--- Begin DATA ENTRIES ---
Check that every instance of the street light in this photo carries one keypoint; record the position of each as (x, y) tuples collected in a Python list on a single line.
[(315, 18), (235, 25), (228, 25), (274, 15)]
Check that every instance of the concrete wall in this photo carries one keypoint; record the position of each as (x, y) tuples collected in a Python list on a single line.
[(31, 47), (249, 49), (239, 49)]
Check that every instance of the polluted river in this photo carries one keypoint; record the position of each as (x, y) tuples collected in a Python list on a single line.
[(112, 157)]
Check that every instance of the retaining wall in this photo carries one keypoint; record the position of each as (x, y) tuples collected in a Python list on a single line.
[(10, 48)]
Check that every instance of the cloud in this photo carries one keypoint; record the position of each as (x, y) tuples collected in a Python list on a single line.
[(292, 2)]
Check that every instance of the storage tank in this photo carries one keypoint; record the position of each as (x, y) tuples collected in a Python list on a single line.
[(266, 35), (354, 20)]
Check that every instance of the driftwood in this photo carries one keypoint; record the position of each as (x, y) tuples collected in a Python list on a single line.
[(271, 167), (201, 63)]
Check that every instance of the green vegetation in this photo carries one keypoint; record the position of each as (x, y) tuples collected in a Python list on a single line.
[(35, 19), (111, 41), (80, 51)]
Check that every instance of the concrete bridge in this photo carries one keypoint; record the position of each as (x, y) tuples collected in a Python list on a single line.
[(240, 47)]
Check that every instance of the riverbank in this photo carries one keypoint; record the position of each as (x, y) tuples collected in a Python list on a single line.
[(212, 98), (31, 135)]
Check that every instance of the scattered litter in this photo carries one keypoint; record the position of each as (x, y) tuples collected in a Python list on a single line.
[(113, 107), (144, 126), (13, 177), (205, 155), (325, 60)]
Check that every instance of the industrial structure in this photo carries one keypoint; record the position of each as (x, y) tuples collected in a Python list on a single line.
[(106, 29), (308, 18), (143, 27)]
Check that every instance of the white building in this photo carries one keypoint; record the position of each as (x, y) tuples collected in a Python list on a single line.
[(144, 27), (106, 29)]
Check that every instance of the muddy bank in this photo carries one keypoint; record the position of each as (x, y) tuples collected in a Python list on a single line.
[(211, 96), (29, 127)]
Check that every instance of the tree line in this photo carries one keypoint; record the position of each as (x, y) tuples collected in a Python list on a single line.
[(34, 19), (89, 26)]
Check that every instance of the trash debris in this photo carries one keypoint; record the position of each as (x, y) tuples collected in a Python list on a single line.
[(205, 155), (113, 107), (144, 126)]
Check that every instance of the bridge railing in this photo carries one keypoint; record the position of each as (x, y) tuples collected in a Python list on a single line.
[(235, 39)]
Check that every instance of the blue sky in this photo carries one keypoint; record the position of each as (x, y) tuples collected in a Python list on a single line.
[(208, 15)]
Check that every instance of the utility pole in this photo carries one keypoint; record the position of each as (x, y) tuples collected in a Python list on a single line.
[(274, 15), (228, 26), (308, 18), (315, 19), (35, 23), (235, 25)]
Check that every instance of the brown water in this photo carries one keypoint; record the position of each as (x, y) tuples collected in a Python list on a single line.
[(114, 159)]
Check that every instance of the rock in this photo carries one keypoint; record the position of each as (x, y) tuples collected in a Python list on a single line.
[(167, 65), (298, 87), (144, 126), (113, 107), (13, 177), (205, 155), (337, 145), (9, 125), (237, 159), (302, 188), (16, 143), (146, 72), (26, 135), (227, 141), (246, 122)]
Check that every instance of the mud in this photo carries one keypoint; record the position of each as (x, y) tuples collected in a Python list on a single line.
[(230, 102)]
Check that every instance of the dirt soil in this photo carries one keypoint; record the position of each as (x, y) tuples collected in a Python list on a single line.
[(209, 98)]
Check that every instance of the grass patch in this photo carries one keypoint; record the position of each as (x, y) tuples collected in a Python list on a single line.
--- End DATA ENTRIES ---
**SET EXERCISE:** Quote all of the rows above word for word, without changing a thing.

**CORRECT RESPONSE:**
Check that every instance of the street light in this photo carries one keypoint; record the position of each as (x, y) tuples collected in a Python list on a single line.
[(315, 18), (235, 25), (228, 25), (274, 15)]
Check that every instance of the concrete wall in this photo carries one keypoint; record the position of each as (x, y) tuples collected in a Python list on a single line.
[(31, 47), (249, 49), (239, 49)]
Check that every instance of the polluted river in this photo carries one keypoint; record the position of each as (x, y) tuples collected in a Python list on a single line.
[(112, 157)]
Check that every instance of the retaining wall in this photo carries one keypoint; record the position of each as (x, y) tuples collected in a Python list on a single line.
[(10, 48)]
Check that every instance of the cloud in this photo carries one keypoint; record the position of each as (x, y) tuples collected in a Python list on a single line.
[(292, 2)]
Check that every instance of the storage tank in this photo carries one keypoint; record the position of each as (x, y) tuples collected in a Python list on a single line.
[(266, 35), (354, 20)]
Check that every instance of the driftwood in this photo carries one keypoint; record the position of each as (x, y) tuples collected in a Python list on a single line.
[(271, 167), (201, 63)]
Check that every instance of the green vegetation in this photo carries one keypoint; record the position of each as (x, y) tuples collected in a Python list on a single line.
[(35, 19), (111, 41), (80, 51)]
Check that every instance of the concrete bridge in this photo carries one keypoint; record the position of each as (x, y) tuples collected in a Python list on a single line.
[(240, 47)]
Check that every instance of the riverbank in this photo carries one keypoint; record the position of each as (x, y) tuples collected in a Python list on a single line.
[(212, 98), (31, 135)]
Check that every instance of the scattered litter in this photo carries one keypoint; record the position of each as (x, y) tuples collected in a Python list on a single line.
[(113, 107), (144, 126), (13, 177), (205, 155), (325, 60)]
Check that every instance of the industrial structure in this photo carries one keypoint; record the position of each as (x, y) tuples collected in a Python list on a single line.
[(106, 29), (308, 18), (143, 27)]
Check that every instance of the white building in this photo carries one keypoint; record the position of each as (x, y) tuples collected in a Python list on a single line.
[(144, 27), (106, 29)]
Check that every instance of the muddy bank in this photo carries one keypoint; record the position of each as (x, y) tuples collected in a Python list on a single line.
[(211, 96), (29, 127)]
Check that every instance of the tree line in this photo carries one keypoint; record the position of each as (x, y) tuples collected in a Python list on a single line.
[(34, 19), (89, 26)]
Check that every instance of the trash debris in this photo carries one keypoint; record the position of each as (x, y) tuples collected in a Python list on a single line.
[(205, 155), (113, 107), (144, 126)]
Check that every instance of the bridge railing in this photo carries one keypoint; record the position of each as (x, y) tuples collected in a Python list on a single line.
[(235, 39)]
Check that every instance of the blue sky in this photo carries one keypoint; record the position of each as (x, y) tuples collected in a Python list on a single line.
[(208, 15)]
Check that every instance of the utility pole in this photo carries one keypoint; record the position of each as (x, y) tuples collected in a Python list on a single line.
[(274, 15), (228, 26), (308, 18), (315, 19), (35, 23), (235, 25)]
Check that every instance of the brown water in this photo carries one keypoint; record the position of each as (x, y) tuples collected in a Python list on a single line.
[(114, 159)]
Check that every instance of the rock in this photo carries one keypoint; record the position of each as (x, y) tuples collected in a Python list on a single line.
[(167, 65), (298, 87), (144, 126), (113, 107), (13, 177), (205, 155), (337, 145), (9, 125), (237, 159), (302, 188), (16, 143), (146, 72), (26, 135), (227, 141), (246, 122)]
Check that every instance of the mud in this photo carries one keypoint; record the position of each as (x, y) tuples collected in a Python list on a single line.
[(230, 102)]
Check that every instance of the dirt soil in this photo carries one keypoint; record the position of each as (x, y) tuples collected in a Python list on a single line.
[(209, 98)]
Check that every instance of the grass patch in this photo carries one keypoint; record the position of each as (x, y) tuples collected in a Python list on a single line.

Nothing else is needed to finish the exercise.